#### WRITTEN INSTRUCTION
Reproduce the records below line for line without any changes, but omit the pictures.

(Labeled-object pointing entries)
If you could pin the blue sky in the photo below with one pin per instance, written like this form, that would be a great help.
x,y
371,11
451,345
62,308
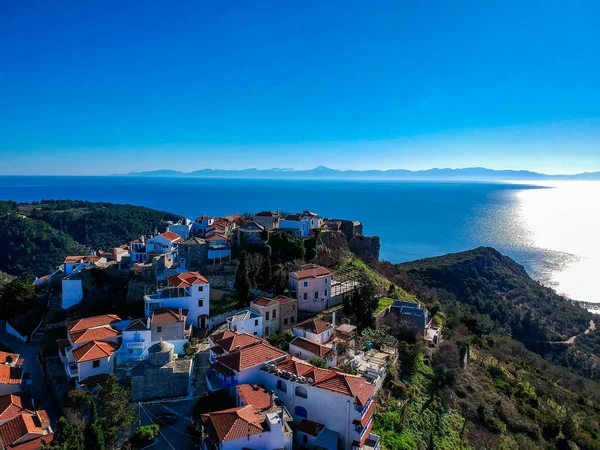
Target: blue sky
x,y
139,85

#### TASK OUTPUT
If you could pin the blue sky in the photo below with one pin per instance, written like this form, that would be a great help.
x,y
371,11
451,345
62,308
Target: blue sky
x,y
139,85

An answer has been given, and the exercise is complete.